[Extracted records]
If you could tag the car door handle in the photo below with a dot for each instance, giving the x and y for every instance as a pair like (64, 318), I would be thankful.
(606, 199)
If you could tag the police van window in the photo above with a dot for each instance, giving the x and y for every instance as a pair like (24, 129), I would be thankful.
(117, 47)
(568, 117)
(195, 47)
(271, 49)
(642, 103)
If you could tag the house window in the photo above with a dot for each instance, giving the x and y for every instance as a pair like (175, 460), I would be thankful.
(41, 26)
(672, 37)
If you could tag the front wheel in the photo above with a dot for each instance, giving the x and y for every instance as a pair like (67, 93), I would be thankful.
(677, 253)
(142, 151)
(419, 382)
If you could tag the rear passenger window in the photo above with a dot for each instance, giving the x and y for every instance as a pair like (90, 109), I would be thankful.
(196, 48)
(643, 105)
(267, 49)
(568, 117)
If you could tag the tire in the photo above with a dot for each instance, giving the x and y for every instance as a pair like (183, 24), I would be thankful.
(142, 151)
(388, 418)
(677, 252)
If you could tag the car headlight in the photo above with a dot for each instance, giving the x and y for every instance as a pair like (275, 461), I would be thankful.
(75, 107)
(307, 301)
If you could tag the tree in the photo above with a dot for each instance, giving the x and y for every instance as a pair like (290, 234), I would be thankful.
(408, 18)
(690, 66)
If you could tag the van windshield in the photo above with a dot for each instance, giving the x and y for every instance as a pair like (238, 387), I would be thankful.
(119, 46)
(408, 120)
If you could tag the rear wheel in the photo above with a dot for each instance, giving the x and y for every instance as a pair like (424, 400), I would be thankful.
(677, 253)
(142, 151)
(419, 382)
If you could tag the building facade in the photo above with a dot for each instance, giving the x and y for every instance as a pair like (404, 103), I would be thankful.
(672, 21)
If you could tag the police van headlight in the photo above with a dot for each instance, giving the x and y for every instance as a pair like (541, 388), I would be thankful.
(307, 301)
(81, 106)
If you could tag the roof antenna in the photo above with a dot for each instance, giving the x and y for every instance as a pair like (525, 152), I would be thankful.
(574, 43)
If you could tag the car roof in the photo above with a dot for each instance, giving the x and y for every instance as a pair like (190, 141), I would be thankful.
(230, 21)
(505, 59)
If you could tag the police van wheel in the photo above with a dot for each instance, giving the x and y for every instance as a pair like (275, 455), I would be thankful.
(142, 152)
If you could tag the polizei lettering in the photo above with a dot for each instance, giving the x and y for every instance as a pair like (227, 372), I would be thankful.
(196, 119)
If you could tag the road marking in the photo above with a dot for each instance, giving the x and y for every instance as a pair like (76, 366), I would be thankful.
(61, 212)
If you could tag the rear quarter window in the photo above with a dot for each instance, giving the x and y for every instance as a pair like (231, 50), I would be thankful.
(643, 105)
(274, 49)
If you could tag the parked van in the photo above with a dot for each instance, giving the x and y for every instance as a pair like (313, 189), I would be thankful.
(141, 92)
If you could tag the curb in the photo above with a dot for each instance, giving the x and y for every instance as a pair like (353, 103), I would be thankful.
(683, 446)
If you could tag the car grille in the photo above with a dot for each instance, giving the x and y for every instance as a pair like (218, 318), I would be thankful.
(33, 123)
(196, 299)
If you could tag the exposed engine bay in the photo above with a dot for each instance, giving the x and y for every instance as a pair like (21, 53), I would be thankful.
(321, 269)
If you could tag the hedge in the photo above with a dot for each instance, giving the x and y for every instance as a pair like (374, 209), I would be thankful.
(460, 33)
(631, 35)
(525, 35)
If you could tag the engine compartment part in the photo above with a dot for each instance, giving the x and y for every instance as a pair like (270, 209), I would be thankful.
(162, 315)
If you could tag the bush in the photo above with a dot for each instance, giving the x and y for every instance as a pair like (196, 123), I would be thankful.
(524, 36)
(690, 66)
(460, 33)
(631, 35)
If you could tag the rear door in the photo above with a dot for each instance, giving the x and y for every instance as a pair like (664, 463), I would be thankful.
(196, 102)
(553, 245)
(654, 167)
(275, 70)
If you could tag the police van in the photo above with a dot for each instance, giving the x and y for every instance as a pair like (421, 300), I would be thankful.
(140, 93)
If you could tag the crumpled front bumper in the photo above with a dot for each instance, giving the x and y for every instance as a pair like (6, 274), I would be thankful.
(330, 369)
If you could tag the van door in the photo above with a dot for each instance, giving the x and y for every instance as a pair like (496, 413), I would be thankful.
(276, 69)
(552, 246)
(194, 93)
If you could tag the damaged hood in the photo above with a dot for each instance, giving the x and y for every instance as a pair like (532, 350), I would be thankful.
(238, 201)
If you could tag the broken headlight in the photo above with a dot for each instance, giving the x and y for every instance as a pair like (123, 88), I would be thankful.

◆ Work instruction: Restate every line of the data above exactly as it was written.

◆ Written answer:
If you could tag the car door handle in the photo below with a dot for each instance, giving the x and y for every instance as a pair like (64, 318), I would be thankful.
(606, 199)
If you could tag the police van window in the photo above with a dot for each instance, giving the x and y for every instance as a pair like (24, 129), I would be thankful.
(117, 47)
(568, 117)
(195, 47)
(271, 49)
(642, 103)
If you could tag the house window in the photo above with a dot for each instance, giving the x and y for every instance as a pair like (175, 460), I would be thankful.
(41, 26)
(672, 37)
If you could tag the front wheel in the photo above with a dot for each instance, giving the x and y for every instance as a pair like (67, 93), I would be thankful.
(677, 253)
(142, 151)
(419, 382)
If you could tag the rear passenger window in the photo above with a dot for each instance, giving the x and y for every instance as a pair like (90, 109), I would be thankful.
(196, 48)
(643, 105)
(267, 49)
(568, 117)
If you could tag the tire in the photo above with a dot for each instance, giving the x and y for every instance as a pair like (183, 24), I would be thankful.
(142, 151)
(388, 418)
(677, 252)
If you could tag the car headlight in the photo above with a dot for each instance, giving the x and y for every instance as a pair like (275, 461), I would be thankful.
(75, 107)
(307, 301)
If you could tag the tree in the photo above with a dot for each instance, giving the x and y for every instance as a pair like (290, 234), I would be thankful.
(408, 18)
(690, 66)
If you could tag the van windshield in the photo above with a dot for each instance, giving the x and y for every instance as a pair like (238, 387), I would be thankful.
(119, 46)
(408, 120)
If you could tag the rear wheel in the photo above with a dot for each instance, giving the x and y for every instance as a pair like (424, 400), I would be thankful.
(677, 253)
(142, 151)
(419, 382)
If you could tag the building facade in the photo above with a dot for each instance, giving the x and y for every instance as a pair like (404, 103), I would be thankful.
(672, 21)
If you could tag the police van headlight in the photo above with a dot for each instance, giving the x and y for every instance as a pair like (541, 388), I would be thankful.
(307, 301)
(81, 106)
If you could tag the roof antenna in the photo above with a dot for each instance, giving the x and y for every instance as a pair like (525, 152), I would be thankful.
(574, 43)
If you could tag the car roof in the photo above with a dot for each instance, giving the x and y for every instance as a pair like (190, 141), I would be thankful.
(230, 21)
(505, 59)
If you could tag the police van wheel in the photo above with a dot for each instance, giving the x and y for every instance as a pair like (275, 455), I would be thankful.
(142, 152)
If you could tag the polizei lettering in the photo above with a dot for each instance, giving the x and y for every instance as a pair like (227, 372), I would be thankful.
(196, 119)
If you could tag the road marking in the photo above with a dot for each instance, giving the x and y for every instance as a pair like (76, 366), I would be thankful.
(61, 212)
If you could tag the rear quarter window in the photo above with a dot for each instance, giving the x and y for every instance as a pair like (231, 50), I would be thankful.
(643, 105)
(274, 49)
If you could tag the parked van in the photo above with a dot for each instance, giving the x and y for every instance as a pair like (313, 189), I would be thankful.
(141, 92)
If you could tag the curb in the photo above with a dot for each instance, giving the x and y for every instance as a pair like (353, 103), I would be thankful.
(683, 446)
If you could tag the car grille in the photo above with a dot for each instance, giving the x and y for every instance as a pair like (218, 318), I would be thankful.
(33, 123)
(196, 299)
If you could tag the exposed engine bay in the photo above with a dot for each instance, giving the x and y for every instance as a pair like (21, 53), I would be thankful.
(321, 269)
If you could tag the hedge in the photo above with a dot for each instance, giving the x and y for every instance as a pair like (374, 209), I would be thankful.
(460, 33)
(631, 35)
(525, 35)
If you could tag the engine compartment part in the photo above with a dot for each instance, giving the x and y for every instance as a pair like (270, 209), I would be thankful.
(162, 315)
If you could tag the bush in the photo above with a dot for each instance, giving the x and y for every instance as a pair like (196, 123), I would be thankful.
(524, 36)
(690, 66)
(460, 33)
(631, 35)
If you could tag the rear door in the photo above with a dot for each instance, giving the x and y for every instance as a pair like (664, 463), I would be thankful.
(196, 102)
(553, 245)
(654, 167)
(275, 70)
If you could tag the police van in the photo above with a dot for each instance, giving the x and y for every instance as a pair like (421, 300), I would be thankful.
(140, 93)
If you could tag the crumpled front bumper in the photo above with a dot for each instance, giving the x and y for every instance as a pair like (6, 274), I would be thankful.
(330, 369)
If you could tag the van door in the photo above with a dot for each instance, giving the x and y for every instance as a pair like (496, 413), I would be thankful.
(276, 69)
(552, 246)
(194, 93)
If you could tag the damaged hood in the photo above with a dot for each instance, giving the x and y for every instance as a pair like (532, 350), I would be thankful.
(238, 201)
If you could tag the broken headlight in the photo above with a dot for each instance, giving the x and y for every instance as a pair like (123, 88), I would be thankful.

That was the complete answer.